**YOUR OBJECTIVE:**
Will you give every entry again exactly as it stands?

• • • •

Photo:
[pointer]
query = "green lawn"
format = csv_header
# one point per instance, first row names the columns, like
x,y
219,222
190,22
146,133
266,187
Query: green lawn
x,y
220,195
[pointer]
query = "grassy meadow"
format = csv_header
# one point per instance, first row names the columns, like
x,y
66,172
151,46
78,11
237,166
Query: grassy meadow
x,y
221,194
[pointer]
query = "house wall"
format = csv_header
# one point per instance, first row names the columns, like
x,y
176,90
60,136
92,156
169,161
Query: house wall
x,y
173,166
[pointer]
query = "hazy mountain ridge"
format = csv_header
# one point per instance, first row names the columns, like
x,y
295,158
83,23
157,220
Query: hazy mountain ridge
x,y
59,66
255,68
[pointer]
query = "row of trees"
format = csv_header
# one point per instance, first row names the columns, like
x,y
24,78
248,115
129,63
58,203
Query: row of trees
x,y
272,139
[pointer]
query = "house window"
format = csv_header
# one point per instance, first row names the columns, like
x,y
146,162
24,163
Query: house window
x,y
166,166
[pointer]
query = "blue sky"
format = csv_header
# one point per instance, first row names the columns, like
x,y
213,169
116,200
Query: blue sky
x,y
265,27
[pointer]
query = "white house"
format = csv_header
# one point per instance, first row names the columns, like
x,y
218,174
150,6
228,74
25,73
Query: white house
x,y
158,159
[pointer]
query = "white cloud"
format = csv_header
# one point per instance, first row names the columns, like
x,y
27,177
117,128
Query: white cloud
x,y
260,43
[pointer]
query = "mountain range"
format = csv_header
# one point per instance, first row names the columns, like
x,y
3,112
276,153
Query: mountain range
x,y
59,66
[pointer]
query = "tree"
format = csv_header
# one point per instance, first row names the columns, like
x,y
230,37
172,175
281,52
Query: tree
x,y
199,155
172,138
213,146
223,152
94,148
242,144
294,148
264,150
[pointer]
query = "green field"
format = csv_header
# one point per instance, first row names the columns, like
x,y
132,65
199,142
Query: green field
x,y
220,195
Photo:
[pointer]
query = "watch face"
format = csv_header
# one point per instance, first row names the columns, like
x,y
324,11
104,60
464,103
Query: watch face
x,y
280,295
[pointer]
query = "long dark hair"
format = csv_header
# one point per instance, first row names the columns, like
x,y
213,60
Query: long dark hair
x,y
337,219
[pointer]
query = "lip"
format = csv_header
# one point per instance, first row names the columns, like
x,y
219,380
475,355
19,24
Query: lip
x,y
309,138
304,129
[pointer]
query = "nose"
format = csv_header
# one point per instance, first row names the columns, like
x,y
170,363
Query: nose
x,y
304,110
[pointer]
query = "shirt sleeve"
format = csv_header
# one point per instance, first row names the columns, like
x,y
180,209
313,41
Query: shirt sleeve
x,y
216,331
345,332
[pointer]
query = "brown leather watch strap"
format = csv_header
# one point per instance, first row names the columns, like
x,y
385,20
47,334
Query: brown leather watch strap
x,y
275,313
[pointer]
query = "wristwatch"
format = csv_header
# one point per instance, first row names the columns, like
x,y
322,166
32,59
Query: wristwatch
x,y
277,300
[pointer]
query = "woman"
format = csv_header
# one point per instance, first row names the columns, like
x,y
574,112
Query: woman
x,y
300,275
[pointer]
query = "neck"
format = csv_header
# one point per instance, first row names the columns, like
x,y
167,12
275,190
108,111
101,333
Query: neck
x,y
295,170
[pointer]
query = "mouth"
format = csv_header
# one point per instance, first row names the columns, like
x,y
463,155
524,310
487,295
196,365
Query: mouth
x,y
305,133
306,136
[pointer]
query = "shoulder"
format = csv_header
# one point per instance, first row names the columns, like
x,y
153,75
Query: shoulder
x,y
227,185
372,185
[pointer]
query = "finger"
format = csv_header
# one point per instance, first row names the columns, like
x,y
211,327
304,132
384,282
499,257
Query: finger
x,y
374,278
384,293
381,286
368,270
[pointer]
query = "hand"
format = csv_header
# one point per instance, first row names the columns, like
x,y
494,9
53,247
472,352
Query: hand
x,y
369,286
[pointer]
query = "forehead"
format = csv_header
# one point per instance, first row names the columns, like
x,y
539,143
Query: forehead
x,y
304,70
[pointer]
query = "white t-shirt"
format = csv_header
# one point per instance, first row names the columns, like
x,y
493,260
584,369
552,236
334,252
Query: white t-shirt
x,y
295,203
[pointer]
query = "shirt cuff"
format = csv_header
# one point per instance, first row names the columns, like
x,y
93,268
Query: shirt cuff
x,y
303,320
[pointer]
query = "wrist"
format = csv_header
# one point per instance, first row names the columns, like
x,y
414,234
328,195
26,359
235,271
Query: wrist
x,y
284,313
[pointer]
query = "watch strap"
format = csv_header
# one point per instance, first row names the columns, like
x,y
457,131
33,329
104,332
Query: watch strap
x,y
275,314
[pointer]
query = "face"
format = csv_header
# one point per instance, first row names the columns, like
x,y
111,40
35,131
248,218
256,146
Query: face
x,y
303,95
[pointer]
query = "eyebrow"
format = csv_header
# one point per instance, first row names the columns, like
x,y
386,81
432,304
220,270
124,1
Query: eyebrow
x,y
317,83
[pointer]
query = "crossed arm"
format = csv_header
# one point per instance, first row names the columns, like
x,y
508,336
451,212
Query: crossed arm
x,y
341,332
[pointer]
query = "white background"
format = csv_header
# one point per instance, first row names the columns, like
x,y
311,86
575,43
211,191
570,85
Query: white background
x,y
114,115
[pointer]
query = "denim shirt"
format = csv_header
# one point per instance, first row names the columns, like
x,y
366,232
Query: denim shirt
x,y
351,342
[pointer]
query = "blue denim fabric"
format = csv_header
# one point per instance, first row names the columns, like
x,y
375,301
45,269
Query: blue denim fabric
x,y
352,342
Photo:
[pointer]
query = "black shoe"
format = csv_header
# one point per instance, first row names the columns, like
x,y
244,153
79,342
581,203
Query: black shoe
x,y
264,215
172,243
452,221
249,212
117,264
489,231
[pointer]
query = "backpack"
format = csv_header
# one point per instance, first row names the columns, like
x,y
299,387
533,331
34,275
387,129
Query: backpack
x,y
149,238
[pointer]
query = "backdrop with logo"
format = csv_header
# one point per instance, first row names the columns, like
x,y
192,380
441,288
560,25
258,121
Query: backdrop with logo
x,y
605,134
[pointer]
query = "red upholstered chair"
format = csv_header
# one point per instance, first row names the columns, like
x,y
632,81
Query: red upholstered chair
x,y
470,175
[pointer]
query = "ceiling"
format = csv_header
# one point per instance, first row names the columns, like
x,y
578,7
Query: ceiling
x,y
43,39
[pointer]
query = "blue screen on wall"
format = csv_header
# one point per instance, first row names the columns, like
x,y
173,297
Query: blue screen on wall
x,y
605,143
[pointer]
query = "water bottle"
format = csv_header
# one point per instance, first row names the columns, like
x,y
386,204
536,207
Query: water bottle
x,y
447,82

• • • •

**EXPECTED ANSWER:**
Photo:
[pointer]
query = "green lawn"
format = csv_header
# one point per instance, first row names the columns, like
x,y
219,222
190,22
146,133
266,187
Query: green lawn
x,y
220,195
[pointer]
query = "grassy meadow"
format = csv_header
# one point per instance, first row names the columns, like
x,y
66,172
151,46
78,11
237,166
Query: grassy meadow
x,y
221,194
[pointer]
query = "house wall"
format = csv_header
# one point per instance, first row names the columns, like
x,y
176,90
60,136
92,156
169,161
Query: house wall
x,y
173,166
[pointer]
query = "hazy mountain ridge"
format = csv_header
# one point per instance, first row names the columns, like
x,y
295,158
83,23
157,220
Query: hazy mountain ridge
x,y
59,66
255,68
[pointer]
query = "row of trees"
format = csv_header
# one point per instance, first row names the columns, like
x,y
24,78
248,115
129,63
58,203
Query: row of trees
x,y
272,139
[pointer]
query = "house window"
format = csv_header
# one point per instance, first row names the columns, like
x,y
146,162
24,163
Query: house window
x,y
166,166
[pointer]
query = "blue sky"
format = csv_header
# one point per instance, first row names the columns, like
x,y
213,169
116,200
Query: blue sky
x,y
265,27
[pointer]
query = "white house"
format = csv_header
# one point per instance, first row names the columns, like
x,y
218,174
150,6
228,74
25,73
Query: white house
x,y
158,159
[pointer]
query = "white cloud"
format = csv_header
# one point per instance, first row names the columns, like
x,y
27,177
117,128
Query: white cloud
x,y
260,43
[pointer]
query = "mountain range"
format = csv_header
# one point per instance, first row names the columns, like
x,y
3,112
276,153
Query: mountain range
x,y
59,66
[pointer]
query = "tree"
format = csv_header
# one point per instance, first row names the columns, like
x,y
230,37
172,175
281,52
Query: tree
x,y
199,155
172,138
213,146
223,152
94,148
242,144
294,148
264,150
[pointer]
query = "green field"
format = csv_header
# one point per instance, first row names the columns, like
x,y
132,65
199,142
Query: green field
x,y
220,195
Photo:
[pointer]
query = "watch face"
format = csv_header
# one point per instance, first row names the columns, like
x,y
324,11
104,60
464,103
Query: watch face
x,y
280,295
[pointer]
query = "long dark hair"
format = csv_header
# one point per instance, first row names the columns, like
x,y
213,60
Query: long dark hair
x,y
337,219
[pointer]
query = "lip"
format = csv_header
# one point per instance, first row names the columns, like
x,y
219,380
475,355
19,24
Query: lip
x,y
309,138
304,129
[pointer]
query = "nose"
format = csv_header
# one point per instance, first row names the columns, like
x,y
170,363
Query: nose
x,y
304,110
[pointer]
query = "shirt sleeve"
format = csv_header
# one point per instance, first row names the columns, like
x,y
180,209
313,41
Query: shirt sleeve
x,y
216,331
345,332
[pointer]
query = "brown leather watch strap"
format = csv_header
# one point per instance, first row names the columns, like
x,y
385,20
47,334
Query: brown leather watch strap
x,y
275,313
[pointer]
query = "wristwatch"
format = csv_header
# one point per instance, first row names the columns, like
x,y
322,166
32,59
Query: wristwatch
x,y
277,300
[pointer]
query = "woman"
format = csv_header
# one point per instance, first row names the columns, like
x,y
574,112
Query: woman
x,y
300,275
[pointer]
query = "neck"
format = csv_header
# one point per instance, first row names the columns, like
x,y
167,12
275,190
108,111
101,333
Query: neck
x,y
295,170
[pointer]
query = "mouth"
format = csv_header
# one point per instance, first row names the columns, like
x,y
463,155
524,310
487,295
196,365
Query: mouth
x,y
305,133
306,136
[pointer]
query = "shoulder"
format = csv_header
# one point per instance, first row names the columns, like
x,y
153,75
Query: shoulder
x,y
227,185
372,185
[pointer]
query = "finger"
format = csv_header
# one point per instance, first row names the columns, like
x,y
211,327
304,132
384,282
499,257
Query: finger
x,y
374,278
384,293
381,286
368,270
[pointer]
query = "hand"
format = csv_header
# one point per instance, first row names the columns, like
x,y
494,9
53,247
472,352
Query: hand
x,y
369,286
[pointer]
query = "forehead"
format = csv_header
# one point per instance, first row names the columns, like
x,y
539,143
Query: forehead
x,y
304,70
[pointer]
query = "white t-shirt"
format = csv_header
# one point per instance, first row names the columns, like
x,y
493,260
584,369
552,236
334,252
Query: white t-shirt
x,y
295,203
[pointer]
query = "shirt cuff"
format = csv_header
# one point per instance, first row names the columns, like
x,y
93,268
Query: shirt cuff
x,y
303,320
[pointer]
query = "wrist"
format = csv_header
# one point per instance, first row names the columns, like
x,y
414,234
328,195
26,359
235,271
Query: wrist
x,y
284,313
[pointer]
query = "watch strap"
format = csv_header
# one point per instance, first row names the columns, like
x,y
457,131
33,329
104,332
Query: watch strap
x,y
275,314
[pointer]
query = "face"
format = csv_header
# one point per instance, first row names the columns, like
x,y
111,40
35,131
248,218
256,146
Query: face
x,y
303,95
[pointer]
query = "eyebrow"
format = csv_header
# one point per instance, first row names the columns, like
x,y
386,81
432,304
220,270
124,1
Query: eyebrow
x,y
317,83
[pointer]
query = "crossed arm"
format = csv_header
# one point per instance, first row names the columns, like
x,y
508,336
451,212
Query: crossed arm
x,y
341,332
[pointer]
query = "white background"
format = csv_header
# one point per instance, first row names the columns, like
x,y
311,86
575,43
211,191
570,85
Query: white background
x,y
114,115
[pointer]
query = "denim shirt"
format = csv_header
# one point per instance, first row names the columns, like
x,y
366,232
Query: denim shirt
x,y
351,342
[pointer]
query = "blue denim fabric"
format = csv_header
# one point per instance, first row names the columns, like
x,y
375,301
45,269
Query: blue denim fabric
x,y
352,342
Photo:
[pointer]
query = "black shoe"
format = csv_header
# one point per instance, first row names the columns, like
x,y
244,153
79,342
581,203
Query: black shoe
x,y
264,215
172,243
452,221
249,212
117,264
489,231
[pointer]
query = "backpack"
format = csv_header
# one point per instance, first row names the columns, like
x,y
299,387
533,331
34,275
387,129
Query: backpack
x,y
149,238
[pointer]
query = "backdrop with logo"
format = csv_header
# one point per instance, first row names the columns, like
x,y
192,380
441,288
560,25
258,121
Query: backdrop with logo
x,y
605,134
[pointer]
query = "red upholstered chair"
format = csv_header
# one point per instance, first row names the columns, like
x,y
632,81
Query: red upholstered chair
x,y
470,175
[pointer]
query = "ceiling"
format = csv_header
# one point per instance, first row names the columns, like
x,y
578,7
Query: ceiling
x,y
43,39
[pointer]
query = "blue screen on wall"
format = csv_header
# one point per instance, first row names the columns, like
x,y
173,297
Query: blue screen on wall
x,y
605,143
[pointer]
query = "water bottle"
format = csv_header
# one point per instance, first row names the columns, like
x,y
386,204
536,207
Query: water bottle
x,y
447,82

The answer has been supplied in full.